Locate every line in the listing below that contains the string "plant" and copy each such line. Match case exactly.

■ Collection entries

────────────────────

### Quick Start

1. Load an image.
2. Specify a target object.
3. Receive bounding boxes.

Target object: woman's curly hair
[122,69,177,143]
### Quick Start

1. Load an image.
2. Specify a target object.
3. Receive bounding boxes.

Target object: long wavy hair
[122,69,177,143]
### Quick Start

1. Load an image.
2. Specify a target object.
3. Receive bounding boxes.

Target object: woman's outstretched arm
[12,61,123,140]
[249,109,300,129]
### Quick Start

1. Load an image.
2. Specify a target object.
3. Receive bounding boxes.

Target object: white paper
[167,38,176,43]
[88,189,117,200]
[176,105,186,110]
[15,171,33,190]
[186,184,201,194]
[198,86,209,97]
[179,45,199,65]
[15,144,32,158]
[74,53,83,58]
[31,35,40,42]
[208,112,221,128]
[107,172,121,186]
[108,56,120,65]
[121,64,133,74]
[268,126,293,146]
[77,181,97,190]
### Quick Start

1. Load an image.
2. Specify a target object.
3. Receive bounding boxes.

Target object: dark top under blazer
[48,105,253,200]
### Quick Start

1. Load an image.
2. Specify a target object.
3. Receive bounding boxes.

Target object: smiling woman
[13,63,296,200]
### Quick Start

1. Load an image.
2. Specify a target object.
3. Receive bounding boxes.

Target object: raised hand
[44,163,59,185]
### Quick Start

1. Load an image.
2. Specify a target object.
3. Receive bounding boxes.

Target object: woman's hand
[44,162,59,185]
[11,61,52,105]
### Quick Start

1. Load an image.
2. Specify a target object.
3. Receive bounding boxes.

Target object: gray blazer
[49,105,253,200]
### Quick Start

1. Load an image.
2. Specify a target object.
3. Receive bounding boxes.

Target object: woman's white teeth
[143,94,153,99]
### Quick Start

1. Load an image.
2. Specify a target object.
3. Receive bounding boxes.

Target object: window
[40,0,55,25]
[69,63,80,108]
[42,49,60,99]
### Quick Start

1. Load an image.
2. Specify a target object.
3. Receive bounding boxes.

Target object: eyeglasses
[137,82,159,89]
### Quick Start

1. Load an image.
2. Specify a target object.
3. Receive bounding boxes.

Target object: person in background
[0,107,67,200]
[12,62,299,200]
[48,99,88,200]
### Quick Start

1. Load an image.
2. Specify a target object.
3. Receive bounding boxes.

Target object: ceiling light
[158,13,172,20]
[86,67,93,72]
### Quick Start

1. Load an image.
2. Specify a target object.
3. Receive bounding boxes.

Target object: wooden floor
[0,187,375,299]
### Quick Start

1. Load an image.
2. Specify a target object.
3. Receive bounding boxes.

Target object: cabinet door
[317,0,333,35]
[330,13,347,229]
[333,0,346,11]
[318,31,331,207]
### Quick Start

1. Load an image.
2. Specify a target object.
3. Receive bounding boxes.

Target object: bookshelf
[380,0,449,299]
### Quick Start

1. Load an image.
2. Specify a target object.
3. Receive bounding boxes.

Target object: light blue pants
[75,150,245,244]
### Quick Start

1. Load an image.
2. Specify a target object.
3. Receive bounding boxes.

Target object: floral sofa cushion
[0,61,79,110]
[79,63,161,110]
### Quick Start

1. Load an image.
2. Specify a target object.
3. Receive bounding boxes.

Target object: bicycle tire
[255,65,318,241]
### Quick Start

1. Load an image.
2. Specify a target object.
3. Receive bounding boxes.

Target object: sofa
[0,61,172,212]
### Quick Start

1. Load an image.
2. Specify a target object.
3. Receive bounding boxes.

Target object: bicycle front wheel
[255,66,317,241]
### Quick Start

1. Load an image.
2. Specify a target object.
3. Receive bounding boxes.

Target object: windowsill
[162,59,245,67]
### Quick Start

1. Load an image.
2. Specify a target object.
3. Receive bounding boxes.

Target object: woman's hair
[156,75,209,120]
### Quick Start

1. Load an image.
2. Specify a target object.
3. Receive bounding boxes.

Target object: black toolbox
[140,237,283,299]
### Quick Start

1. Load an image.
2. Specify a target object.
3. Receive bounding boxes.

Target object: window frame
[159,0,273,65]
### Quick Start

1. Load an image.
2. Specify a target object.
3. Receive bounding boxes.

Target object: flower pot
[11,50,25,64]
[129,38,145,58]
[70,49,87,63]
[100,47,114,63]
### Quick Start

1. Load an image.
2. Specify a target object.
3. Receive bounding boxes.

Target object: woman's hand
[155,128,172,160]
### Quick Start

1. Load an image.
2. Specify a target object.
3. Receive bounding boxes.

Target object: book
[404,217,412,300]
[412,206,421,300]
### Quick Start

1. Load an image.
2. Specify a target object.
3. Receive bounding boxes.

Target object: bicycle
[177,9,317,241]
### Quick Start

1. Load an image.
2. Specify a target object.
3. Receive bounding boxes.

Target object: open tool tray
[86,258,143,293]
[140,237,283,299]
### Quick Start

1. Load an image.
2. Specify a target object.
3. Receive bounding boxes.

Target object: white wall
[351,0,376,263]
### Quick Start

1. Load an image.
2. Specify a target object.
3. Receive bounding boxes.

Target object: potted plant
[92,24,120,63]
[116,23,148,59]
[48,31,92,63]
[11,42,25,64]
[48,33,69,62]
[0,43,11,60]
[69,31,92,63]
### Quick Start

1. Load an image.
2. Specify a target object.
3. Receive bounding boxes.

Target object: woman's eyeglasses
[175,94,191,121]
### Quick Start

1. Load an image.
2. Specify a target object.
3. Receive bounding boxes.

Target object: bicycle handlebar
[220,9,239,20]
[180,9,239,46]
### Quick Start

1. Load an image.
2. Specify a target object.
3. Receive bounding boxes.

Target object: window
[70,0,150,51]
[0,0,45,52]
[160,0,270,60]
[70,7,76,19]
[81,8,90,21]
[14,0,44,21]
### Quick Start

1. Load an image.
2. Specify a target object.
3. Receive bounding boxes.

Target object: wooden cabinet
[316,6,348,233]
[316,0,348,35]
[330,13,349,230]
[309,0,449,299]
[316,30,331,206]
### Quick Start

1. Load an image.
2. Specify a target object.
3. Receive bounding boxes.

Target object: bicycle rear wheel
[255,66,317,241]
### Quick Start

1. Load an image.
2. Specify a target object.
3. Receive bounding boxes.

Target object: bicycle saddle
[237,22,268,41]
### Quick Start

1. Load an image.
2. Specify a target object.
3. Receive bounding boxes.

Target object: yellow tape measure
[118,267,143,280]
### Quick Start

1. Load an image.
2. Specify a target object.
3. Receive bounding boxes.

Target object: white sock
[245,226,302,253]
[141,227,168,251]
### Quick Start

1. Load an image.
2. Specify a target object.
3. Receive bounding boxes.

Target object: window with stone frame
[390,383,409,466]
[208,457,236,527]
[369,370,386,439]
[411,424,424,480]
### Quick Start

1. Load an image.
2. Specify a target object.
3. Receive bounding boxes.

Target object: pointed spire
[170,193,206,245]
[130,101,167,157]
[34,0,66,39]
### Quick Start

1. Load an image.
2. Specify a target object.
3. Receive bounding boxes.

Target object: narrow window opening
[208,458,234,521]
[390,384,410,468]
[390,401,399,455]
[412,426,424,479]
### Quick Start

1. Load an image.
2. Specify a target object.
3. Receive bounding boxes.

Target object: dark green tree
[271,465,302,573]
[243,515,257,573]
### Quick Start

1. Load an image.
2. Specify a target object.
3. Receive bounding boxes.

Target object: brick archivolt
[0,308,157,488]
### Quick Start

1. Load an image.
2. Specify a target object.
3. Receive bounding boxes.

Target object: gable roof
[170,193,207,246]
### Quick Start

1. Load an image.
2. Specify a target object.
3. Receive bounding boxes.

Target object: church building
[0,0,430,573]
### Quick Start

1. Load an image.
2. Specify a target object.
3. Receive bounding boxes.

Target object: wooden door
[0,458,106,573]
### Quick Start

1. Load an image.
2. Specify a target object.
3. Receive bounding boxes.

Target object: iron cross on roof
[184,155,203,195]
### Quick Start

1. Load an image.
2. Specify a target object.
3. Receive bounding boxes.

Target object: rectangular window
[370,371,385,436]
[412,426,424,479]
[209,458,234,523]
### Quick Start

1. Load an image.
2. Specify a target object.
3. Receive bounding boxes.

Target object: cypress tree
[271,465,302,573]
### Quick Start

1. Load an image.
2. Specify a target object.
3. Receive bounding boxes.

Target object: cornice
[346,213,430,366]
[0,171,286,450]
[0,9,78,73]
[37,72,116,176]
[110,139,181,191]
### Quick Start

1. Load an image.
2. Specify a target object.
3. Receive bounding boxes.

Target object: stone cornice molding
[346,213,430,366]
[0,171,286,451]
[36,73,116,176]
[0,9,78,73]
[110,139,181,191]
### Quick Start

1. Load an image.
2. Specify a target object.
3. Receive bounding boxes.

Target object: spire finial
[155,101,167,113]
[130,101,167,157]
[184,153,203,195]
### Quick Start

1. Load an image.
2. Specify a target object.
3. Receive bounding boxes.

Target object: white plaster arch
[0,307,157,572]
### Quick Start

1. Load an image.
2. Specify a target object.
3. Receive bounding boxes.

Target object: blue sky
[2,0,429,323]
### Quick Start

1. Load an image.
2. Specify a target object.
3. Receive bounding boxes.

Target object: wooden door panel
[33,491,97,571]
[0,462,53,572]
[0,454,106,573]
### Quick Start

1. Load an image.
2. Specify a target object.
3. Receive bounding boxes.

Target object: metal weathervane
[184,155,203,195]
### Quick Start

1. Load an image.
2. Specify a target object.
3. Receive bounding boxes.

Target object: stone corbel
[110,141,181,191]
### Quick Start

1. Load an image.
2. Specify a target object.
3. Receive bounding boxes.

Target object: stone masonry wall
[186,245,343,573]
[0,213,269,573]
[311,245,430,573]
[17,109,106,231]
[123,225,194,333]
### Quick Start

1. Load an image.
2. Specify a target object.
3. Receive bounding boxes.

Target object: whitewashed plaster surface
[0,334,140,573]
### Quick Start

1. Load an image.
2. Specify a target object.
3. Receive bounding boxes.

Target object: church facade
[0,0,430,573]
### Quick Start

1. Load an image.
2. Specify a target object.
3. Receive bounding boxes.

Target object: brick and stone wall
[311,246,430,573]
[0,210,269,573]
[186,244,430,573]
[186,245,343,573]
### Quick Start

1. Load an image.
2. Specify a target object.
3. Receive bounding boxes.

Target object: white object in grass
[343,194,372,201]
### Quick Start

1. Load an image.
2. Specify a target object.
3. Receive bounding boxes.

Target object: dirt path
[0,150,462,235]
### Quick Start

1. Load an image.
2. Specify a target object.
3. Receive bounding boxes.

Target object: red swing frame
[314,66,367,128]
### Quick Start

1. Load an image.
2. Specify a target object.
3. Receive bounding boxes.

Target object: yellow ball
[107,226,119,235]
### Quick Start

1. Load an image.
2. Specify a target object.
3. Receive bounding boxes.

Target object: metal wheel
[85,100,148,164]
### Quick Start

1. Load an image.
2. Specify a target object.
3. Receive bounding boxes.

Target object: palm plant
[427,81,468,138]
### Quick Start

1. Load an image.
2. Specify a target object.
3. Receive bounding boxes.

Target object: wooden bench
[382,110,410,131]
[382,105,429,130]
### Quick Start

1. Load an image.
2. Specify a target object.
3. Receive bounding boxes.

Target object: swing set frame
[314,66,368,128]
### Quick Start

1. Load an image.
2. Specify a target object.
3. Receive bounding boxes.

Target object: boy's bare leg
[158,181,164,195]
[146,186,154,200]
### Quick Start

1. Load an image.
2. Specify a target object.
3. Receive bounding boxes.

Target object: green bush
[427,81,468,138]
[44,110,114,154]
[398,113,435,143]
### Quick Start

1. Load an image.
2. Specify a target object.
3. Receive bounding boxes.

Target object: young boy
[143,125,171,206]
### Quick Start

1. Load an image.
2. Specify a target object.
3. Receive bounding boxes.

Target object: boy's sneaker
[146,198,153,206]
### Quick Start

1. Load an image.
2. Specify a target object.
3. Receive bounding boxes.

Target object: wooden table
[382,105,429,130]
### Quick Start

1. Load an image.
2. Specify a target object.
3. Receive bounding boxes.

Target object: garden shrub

────────────────────

■ Solution to this task
Target object: potted plant
Target object: palm plant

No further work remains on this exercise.